> **Assignment**
Output the complete listing exactly.

> **Data listing**
- - - -

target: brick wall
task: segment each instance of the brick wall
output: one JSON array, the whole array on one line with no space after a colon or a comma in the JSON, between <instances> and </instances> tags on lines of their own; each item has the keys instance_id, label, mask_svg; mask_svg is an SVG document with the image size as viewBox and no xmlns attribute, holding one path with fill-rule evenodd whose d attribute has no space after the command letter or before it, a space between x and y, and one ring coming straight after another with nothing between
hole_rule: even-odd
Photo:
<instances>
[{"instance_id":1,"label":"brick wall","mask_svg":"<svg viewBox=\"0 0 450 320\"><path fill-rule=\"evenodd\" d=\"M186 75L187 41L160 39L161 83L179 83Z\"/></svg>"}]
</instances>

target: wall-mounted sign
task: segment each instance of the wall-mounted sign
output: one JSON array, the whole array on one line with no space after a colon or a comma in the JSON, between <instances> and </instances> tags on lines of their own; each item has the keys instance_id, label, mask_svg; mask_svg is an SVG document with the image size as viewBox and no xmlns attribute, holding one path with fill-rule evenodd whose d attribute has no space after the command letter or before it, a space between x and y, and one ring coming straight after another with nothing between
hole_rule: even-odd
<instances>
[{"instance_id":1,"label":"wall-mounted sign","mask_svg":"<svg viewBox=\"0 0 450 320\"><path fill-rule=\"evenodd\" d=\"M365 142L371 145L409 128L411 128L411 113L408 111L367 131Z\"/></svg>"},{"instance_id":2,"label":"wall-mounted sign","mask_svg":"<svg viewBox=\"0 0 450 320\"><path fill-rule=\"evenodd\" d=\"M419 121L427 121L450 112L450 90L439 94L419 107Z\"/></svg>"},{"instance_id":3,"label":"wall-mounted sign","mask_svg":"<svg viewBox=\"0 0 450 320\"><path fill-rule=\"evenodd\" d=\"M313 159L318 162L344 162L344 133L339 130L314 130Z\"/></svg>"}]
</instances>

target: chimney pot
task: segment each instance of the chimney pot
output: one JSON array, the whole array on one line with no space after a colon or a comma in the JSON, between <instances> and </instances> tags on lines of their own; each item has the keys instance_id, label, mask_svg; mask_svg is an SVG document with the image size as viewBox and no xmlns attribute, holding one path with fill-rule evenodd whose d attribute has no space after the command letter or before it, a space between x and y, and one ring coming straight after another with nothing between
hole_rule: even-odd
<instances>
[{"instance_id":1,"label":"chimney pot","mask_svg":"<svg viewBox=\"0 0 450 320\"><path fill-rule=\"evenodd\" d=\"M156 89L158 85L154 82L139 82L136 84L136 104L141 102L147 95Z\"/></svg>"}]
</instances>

- - - -

> **Solution to this task**
target: brick wall
task: segment each instance of the brick wall
output: one JSON array, the whole array on one line with no space after a colon or a comma in the JSON, between <instances> and </instances> tags on lines of their own; each item has the keys instance_id, label, mask_svg; mask_svg is an SVG document with the image size as viewBox and no xmlns attribute, holding one path with fill-rule evenodd whose d attribute has no space after the command letter or before it, a space between x and y, and one ring coming straight after another with nothing between
hole_rule: even-odd
Photo:
<instances>
[{"instance_id":1,"label":"brick wall","mask_svg":"<svg viewBox=\"0 0 450 320\"><path fill-rule=\"evenodd\" d=\"M186 75L187 41L160 39L161 83L179 83Z\"/></svg>"}]
</instances>

target: wall-mounted sign
task: segment each instance of the wall-mounted sign
output: one JSON array, the whole array on one line with no space after a colon or a comma in the JSON, between <instances> and </instances> tags on lines of their own; each item has the keys instance_id, label, mask_svg; mask_svg is an SVG document with the image size as viewBox and no xmlns attribute, holding one path with fill-rule evenodd whose d attribute has no space after the command letter or before it, a space between x and y, and one ring coming straight after another with nothing between
hole_rule: even-odd
<instances>
[{"instance_id":1,"label":"wall-mounted sign","mask_svg":"<svg viewBox=\"0 0 450 320\"><path fill-rule=\"evenodd\" d=\"M365 142L371 145L409 128L411 128L411 113L408 111L367 131Z\"/></svg>"},{"instance_id":2,"label":"wall-mounted sign","mask_svg":"<svg viewBox=\"0 0 450 320\"><path fill-rule=\"evenodd\" d=\"M419 121L427 121L450 112L450 90L439 94L419 107Z\"/></svg>"},{"instance_id":3,"label":"wall-mounted sign","mask_svg":"<svg viewBox=\"0 0 450 320\"><path fill-rule=\"evenodd\" d=\"M313 159L318 162L344 162L344 133L339 130L314 130Z\"/></svg>"}]
</instances>

target: chimney pot
task: segment each instance of the chimney pot
output: one JSON array, the whole array on one line with no space after a colon or a comma in the JSON, between <instances> and </instances> tags on lines of their own; each item has the keys instance_id, label, mask_svg; mask_svg is an SVG document with the image size as viewBox and no xmlns attribute, holding one path with fill-rule evenodd whose d attribute has no space after the command letter or before it, a space between x and y, and one ring coming straight after another with nothing between
hole_rule: even-odd
<instances>
[{"instance_id":1,"label":"chimney pot","mask_svg":"<svg viewBox=\"0 0 450 320\"><path fill-rule=\"evenodd\" d=\"M156 89L158 85L154 82L139 82L136 84L136 104L141 102L147 95Z\"/></svg>"}]
</instances>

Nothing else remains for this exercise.